[SUPPLIED PASSAGE]

Bharti Kher at Perrotin Gallery

New Delhi-based British artist Bharti Kher breaks and recombines clay figures she’s collected over the years, inventing hybrids that combine supposed opposites – male and female or divine figures from different faiths.  Her show at Perrotin Gallery on the Lower East Side is no longer open to the public, but Kher shared her process in an insightful video shot during a residency in the UK.  This piece, Ardhanarishvara, represents a manifestation of the Hindu divinities Shiva and Parvati.  Roughly joined from mass produced figurines, they’re far from divine perfection.  Instead, they represent the artist’s ability to remake the known world, in this case with mysterious materials packed into conjoined bodies.

Bharti Kher, (foreground) Ardhanarishvara, cement, clay, wax, bronze, 54 1/8” x 9 5/8”, unique, 2016.

[/SUPPLIED PASSAGE]
[PROVIDED INFORMATION]

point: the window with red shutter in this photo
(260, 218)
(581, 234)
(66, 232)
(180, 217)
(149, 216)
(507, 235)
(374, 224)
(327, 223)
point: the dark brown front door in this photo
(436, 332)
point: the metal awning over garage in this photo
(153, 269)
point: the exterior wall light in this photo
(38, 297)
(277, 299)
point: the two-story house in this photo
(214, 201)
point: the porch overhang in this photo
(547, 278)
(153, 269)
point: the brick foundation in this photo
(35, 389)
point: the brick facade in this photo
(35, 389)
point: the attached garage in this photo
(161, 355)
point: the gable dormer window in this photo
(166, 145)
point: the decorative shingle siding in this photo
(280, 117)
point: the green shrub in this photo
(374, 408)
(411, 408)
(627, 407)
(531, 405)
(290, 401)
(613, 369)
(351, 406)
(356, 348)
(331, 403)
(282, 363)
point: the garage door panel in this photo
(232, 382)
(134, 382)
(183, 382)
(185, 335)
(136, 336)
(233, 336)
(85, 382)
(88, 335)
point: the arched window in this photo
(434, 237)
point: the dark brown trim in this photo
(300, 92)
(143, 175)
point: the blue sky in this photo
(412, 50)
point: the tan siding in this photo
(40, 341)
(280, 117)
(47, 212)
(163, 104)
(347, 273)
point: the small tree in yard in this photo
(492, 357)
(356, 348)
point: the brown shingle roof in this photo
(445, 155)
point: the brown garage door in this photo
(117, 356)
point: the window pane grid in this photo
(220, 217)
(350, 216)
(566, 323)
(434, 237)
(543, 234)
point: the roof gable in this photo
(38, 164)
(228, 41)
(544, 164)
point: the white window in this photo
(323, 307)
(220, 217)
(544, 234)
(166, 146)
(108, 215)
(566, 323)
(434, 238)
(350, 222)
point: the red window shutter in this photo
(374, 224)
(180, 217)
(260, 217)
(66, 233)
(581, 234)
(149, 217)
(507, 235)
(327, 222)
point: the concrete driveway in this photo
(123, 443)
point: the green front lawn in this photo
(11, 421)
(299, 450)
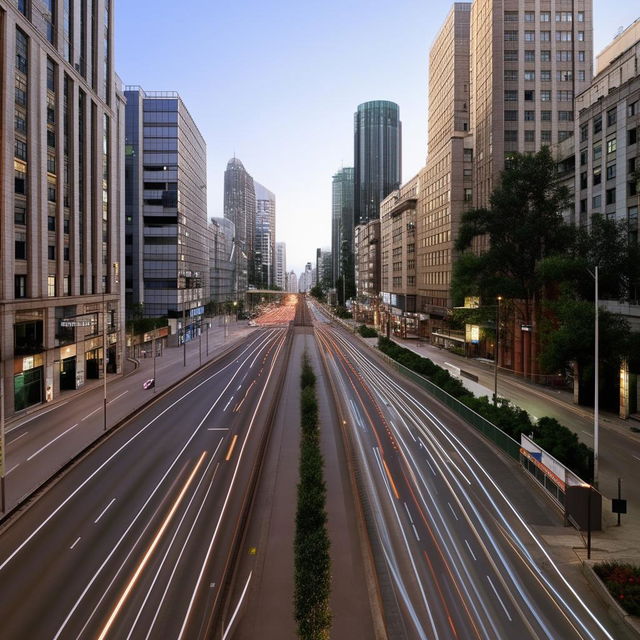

[/PROVIDED INFORMATION]

:: PARTS OF THE EXERCISE ::
1) Answer these questions from the Bharti Kher passage.
(a) In which city is Kher based?
(b) Which Hindu divinities does Ardhanarishvara represent a manifestation of?
(c) In what year was Ardhanarishvara made?
2) Rewrite the paragraph of the Bharti Kher passage that begins "New Delhi-based British artist" as a bulleted list that keeps its main facts.
The records have no connection to the Bharti Kher passage.

:: LIST OF SOLUTIONS ::
1)
(a) New Delhi
(b) Shiva and Parvati
(c) 2016

2)
- Bharti Kher, a British artist based in New Delhi, breaks clay figures she has collected over the years and recombines them.
- Her hybrids join supposed opposites, such as male and female or divine figures from different faiths.
- Her show at Perrotin Gallery on the Lower East Side is no longer open to the public.
- She explained her process in a video shot during a residency in the UK.
- Ardhanarishvara represents a manifestation of the Hindu divinities Shiva and Parvati.
- It is roughly joined from mass-produced figurines and is far from divine perfection.
- It shows the artist's ability to remake the known world, with mysterious materials packed into conjoined bodies.